WHAT NEEDS TO BE DONE:
Go through the entries below and count the lines holding the word "mask". Reply with only the number, please.

(Dataset entries)
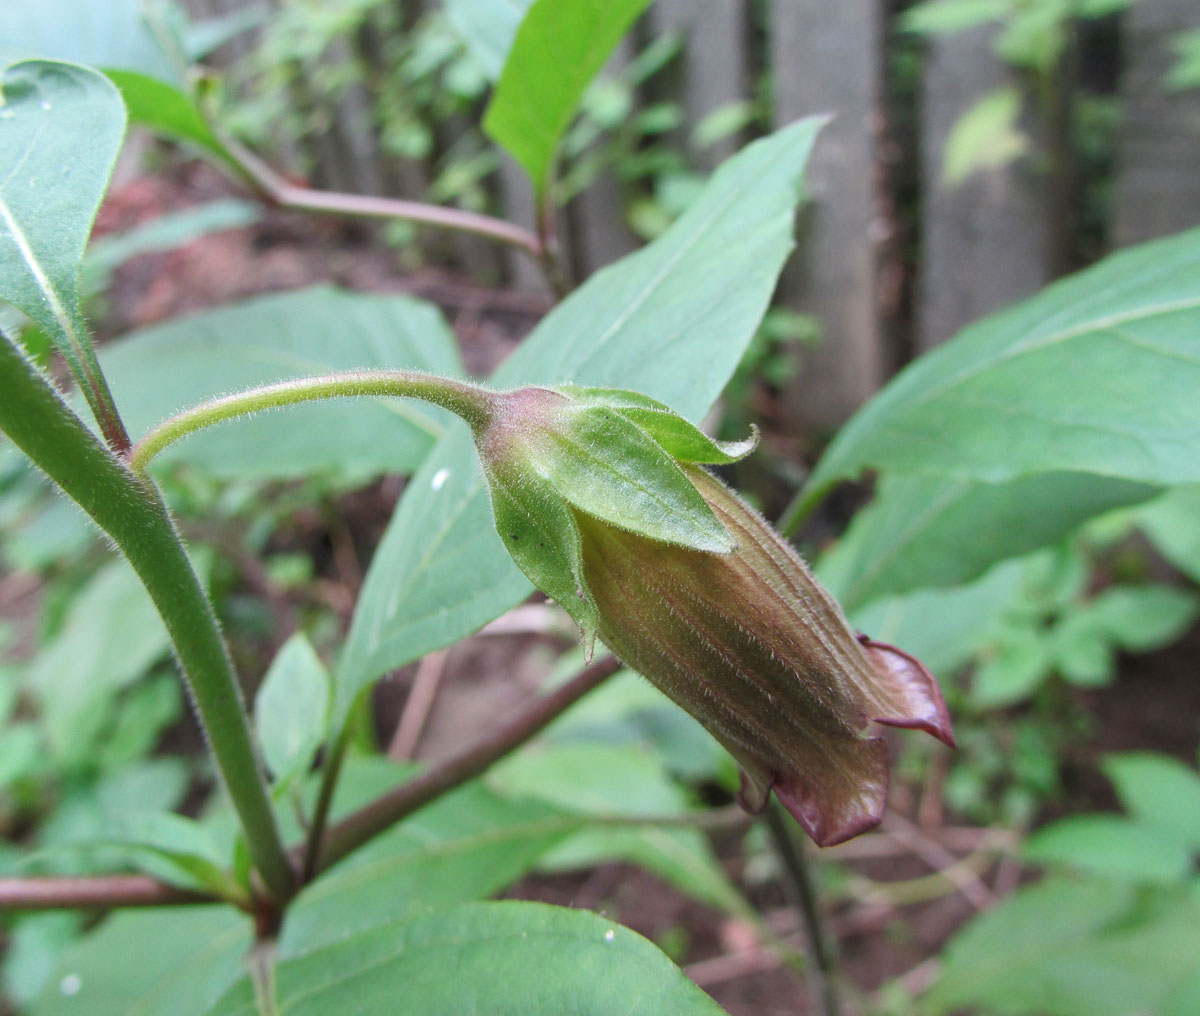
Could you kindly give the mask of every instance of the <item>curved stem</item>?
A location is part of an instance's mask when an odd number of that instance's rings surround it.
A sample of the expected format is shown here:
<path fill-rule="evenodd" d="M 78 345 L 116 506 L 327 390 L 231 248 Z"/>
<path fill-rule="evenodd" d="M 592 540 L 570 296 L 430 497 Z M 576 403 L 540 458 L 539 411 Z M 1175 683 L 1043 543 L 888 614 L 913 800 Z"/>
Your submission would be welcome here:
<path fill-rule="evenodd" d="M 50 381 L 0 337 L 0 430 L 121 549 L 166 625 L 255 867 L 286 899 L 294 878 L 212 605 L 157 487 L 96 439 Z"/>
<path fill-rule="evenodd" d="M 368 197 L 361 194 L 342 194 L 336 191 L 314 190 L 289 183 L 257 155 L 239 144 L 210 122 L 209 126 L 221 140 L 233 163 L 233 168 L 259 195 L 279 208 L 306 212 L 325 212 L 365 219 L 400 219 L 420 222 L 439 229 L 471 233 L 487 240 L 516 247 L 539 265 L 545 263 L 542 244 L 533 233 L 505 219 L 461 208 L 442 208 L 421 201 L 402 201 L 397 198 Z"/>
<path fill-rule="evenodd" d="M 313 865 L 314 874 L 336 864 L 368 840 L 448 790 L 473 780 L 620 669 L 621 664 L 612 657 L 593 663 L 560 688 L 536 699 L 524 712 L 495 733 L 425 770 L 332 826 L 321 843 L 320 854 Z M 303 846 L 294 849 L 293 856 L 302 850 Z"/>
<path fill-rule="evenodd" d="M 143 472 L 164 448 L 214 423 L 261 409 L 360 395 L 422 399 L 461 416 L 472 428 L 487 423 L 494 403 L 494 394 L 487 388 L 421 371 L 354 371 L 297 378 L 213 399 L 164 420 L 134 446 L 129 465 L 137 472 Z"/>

RESULT OF THIS TASK:
2